(Beginning of SOURCE DOCUMENT)

Today's Papers

Down by Law

The Los Angeles Times and the Washington Post lead with the decision from a three-member federal panel striking down parts of McCain-Feingold, the campaign-finance law intended to regulate soft money. The decision’s complexity and discordance allowed both sides to claim victory. The New York Times’ top non-local story is the 6 percent jobless rate for April, an eight-year high.   

Though it doesn’t lead with the decision on McCain-Feingold, the NYT has the most pointed analysis of the “jumble of often-conflicting rulings.” The paper implies that the 1,638-page opinion is an exercise in jurisprudential masturbation, given that the case will now go immediately to the Supreme Court, which is in no way bound by the panel’s decision. The WP argues, however, that if the Supreme Court is slow to act, next year’s campaign season will be a miasmatic fog, as strategists try to figure out what exactly they can get away with.

So, to boil the 400,000 or so words down to one sentence, as the NYT confidently does, the ruling prohibits the use of soft money for political attack ads, but not for increasing voter registration or getting out the vote. “By and large, the ruling accepts the premise of McCain-Feingold, which is that certain kinds of soft money can be prohibited and that that does not violate the First Amendment,” Russ Feingold says in Times. The bill’s opponents—conservative Republicans, the NRA, the ACLU, and others—called the decision a victory for free speech. For the civic-minded overachiever, the NYT’s Web site provides a link to the entire decision.

The new jobless rate, though alarming, was apparently less than expected, according to the NYT’s lead. “The best news is that the weakness in the economy does not seem to be intensifying,” says an economist at Prudential in the NYT. “But we haven’t seen any sign of improvement.” Government agencies added 32,000 workers in April, while manufacturers eliminated 95,000, the 33rd consecutive monthly decline in that sector. President Bush interpreted the numbers as further evidence that the time for his massive tax cut is now.

(End of SOURCE DOCUMENT)
(Beginning of DATA TO EXAMINE)

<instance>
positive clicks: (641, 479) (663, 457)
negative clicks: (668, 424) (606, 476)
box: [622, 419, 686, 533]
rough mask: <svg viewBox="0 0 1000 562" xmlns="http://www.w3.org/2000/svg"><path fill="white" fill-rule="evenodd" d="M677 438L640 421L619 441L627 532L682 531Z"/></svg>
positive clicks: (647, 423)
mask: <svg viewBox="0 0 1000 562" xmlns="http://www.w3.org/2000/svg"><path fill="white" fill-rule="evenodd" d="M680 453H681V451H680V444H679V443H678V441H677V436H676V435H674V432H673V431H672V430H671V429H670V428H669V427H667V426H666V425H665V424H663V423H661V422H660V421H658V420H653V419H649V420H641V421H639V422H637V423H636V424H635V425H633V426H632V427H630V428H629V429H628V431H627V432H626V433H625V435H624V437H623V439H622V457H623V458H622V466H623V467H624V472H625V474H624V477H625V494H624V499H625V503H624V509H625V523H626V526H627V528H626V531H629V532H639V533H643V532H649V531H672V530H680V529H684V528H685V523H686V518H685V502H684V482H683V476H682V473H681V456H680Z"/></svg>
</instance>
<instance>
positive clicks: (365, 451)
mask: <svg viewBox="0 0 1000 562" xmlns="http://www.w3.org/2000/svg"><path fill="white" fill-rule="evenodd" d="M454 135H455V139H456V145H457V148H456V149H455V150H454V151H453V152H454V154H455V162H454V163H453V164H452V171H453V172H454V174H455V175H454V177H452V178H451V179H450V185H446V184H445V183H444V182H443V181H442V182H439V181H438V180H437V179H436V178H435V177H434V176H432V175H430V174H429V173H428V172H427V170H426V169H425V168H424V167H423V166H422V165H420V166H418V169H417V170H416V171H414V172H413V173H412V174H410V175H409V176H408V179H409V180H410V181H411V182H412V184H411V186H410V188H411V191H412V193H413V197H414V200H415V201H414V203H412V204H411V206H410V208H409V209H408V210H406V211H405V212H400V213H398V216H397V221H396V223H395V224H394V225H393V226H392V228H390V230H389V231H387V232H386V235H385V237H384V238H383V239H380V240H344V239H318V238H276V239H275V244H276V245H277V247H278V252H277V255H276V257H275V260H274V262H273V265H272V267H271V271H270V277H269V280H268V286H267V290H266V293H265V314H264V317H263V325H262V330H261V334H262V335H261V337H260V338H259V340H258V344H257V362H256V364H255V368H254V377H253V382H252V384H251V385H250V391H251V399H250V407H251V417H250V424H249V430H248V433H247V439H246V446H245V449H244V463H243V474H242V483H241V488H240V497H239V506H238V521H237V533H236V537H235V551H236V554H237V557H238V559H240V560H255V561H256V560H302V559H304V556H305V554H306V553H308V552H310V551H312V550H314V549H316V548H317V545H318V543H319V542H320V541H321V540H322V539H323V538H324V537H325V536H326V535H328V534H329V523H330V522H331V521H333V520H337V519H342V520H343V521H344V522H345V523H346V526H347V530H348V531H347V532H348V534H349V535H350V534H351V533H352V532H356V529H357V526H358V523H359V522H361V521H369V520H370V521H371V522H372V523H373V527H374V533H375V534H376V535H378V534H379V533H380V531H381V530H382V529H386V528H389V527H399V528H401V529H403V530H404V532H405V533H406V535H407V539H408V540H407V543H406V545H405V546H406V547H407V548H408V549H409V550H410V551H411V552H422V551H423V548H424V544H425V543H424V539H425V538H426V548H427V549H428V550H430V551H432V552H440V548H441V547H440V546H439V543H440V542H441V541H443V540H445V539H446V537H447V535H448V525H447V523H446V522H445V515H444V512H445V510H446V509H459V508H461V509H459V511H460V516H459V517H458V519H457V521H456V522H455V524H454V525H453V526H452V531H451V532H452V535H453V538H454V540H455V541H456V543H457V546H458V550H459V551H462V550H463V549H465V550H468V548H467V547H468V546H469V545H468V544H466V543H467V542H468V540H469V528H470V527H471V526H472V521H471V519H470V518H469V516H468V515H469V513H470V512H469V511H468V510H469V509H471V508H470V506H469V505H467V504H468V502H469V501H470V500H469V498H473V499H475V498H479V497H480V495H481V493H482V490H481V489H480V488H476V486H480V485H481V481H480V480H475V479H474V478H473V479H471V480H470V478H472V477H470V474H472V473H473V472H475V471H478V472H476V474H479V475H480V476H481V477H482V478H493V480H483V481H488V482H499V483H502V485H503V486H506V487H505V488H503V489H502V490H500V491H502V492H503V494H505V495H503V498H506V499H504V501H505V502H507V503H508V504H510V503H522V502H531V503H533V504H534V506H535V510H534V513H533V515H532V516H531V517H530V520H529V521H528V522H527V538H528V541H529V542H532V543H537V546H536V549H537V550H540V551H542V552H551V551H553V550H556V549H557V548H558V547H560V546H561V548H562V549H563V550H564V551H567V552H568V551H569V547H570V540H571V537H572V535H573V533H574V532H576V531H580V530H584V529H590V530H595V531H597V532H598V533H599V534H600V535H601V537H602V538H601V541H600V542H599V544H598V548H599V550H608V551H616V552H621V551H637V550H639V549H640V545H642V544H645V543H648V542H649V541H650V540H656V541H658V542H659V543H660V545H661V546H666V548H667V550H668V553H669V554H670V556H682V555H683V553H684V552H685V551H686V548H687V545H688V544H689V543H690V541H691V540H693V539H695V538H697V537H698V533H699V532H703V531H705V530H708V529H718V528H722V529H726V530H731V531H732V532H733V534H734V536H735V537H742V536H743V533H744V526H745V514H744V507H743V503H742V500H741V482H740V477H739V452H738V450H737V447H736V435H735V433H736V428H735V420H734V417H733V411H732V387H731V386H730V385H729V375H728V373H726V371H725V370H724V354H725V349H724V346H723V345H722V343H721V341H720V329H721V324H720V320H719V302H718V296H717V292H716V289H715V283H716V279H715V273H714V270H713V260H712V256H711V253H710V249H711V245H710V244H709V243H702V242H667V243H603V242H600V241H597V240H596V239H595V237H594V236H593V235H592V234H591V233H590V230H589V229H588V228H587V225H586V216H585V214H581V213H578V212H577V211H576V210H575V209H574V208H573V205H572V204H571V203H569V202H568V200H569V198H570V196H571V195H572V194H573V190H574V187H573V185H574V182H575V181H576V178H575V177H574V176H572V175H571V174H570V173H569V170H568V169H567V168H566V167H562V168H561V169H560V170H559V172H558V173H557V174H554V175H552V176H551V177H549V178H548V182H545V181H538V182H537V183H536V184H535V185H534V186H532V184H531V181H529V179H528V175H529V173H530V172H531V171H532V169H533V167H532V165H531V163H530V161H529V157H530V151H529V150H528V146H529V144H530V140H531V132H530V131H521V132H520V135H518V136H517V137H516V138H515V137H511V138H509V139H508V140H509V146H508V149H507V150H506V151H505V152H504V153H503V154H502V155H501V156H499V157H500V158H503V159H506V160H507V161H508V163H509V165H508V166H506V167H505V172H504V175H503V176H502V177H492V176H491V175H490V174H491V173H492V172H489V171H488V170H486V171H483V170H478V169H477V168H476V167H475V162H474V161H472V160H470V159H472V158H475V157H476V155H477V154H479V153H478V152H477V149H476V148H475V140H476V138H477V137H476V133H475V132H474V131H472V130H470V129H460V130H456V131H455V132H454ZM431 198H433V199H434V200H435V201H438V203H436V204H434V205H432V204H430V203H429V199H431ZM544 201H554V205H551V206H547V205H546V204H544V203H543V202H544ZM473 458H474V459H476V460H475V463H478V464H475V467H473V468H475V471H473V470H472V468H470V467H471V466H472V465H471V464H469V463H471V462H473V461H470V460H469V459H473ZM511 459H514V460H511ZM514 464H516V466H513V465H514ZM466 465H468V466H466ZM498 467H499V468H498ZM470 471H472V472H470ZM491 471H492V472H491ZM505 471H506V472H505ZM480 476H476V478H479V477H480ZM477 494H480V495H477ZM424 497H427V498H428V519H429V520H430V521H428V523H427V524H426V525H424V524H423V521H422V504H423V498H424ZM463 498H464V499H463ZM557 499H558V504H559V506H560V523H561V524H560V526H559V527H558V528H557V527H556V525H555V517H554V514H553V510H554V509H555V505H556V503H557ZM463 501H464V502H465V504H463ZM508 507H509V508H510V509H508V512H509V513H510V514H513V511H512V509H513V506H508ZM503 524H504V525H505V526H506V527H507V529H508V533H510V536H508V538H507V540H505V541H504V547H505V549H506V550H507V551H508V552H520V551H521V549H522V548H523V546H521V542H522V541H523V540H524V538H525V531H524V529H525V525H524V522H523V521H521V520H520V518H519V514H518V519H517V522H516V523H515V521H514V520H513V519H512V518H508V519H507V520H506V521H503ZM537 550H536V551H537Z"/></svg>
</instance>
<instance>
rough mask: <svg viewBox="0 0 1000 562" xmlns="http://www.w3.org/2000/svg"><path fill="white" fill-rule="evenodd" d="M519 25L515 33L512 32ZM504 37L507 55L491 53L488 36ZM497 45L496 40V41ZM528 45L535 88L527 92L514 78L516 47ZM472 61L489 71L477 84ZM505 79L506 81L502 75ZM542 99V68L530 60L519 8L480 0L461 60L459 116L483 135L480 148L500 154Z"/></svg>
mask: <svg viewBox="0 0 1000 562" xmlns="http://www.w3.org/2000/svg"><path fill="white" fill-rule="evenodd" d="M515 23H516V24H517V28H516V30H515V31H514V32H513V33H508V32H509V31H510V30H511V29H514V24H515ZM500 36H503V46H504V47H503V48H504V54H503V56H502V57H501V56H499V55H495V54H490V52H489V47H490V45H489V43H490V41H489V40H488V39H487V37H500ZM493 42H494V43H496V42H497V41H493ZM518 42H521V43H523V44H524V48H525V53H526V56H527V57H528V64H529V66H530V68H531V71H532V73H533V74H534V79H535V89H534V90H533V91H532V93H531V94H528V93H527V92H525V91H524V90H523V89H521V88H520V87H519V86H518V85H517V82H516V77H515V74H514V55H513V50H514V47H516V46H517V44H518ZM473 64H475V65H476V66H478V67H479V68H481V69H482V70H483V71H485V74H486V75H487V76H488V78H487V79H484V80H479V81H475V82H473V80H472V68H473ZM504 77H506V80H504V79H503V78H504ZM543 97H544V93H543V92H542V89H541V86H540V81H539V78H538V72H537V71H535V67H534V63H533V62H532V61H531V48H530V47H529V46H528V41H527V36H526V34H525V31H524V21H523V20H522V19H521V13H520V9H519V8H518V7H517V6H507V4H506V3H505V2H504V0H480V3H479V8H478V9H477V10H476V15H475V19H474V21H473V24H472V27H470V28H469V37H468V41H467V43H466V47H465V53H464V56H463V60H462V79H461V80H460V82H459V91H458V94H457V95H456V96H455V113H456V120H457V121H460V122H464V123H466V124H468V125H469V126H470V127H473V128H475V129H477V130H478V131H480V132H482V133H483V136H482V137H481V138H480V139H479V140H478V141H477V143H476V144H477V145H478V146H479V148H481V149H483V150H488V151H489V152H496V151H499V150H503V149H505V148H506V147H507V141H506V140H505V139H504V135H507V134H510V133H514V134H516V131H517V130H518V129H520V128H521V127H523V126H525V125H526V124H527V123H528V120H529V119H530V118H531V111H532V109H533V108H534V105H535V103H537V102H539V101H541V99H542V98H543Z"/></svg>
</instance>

(End of DATA TO EXAMINE)

=== WORK ITEM ===
What jobless rate for April does the Today's Papers column report? Nothing in the lines matters here.

=== ANSWER TO THIS EXERCISE ===
6 percent, an eight-year high.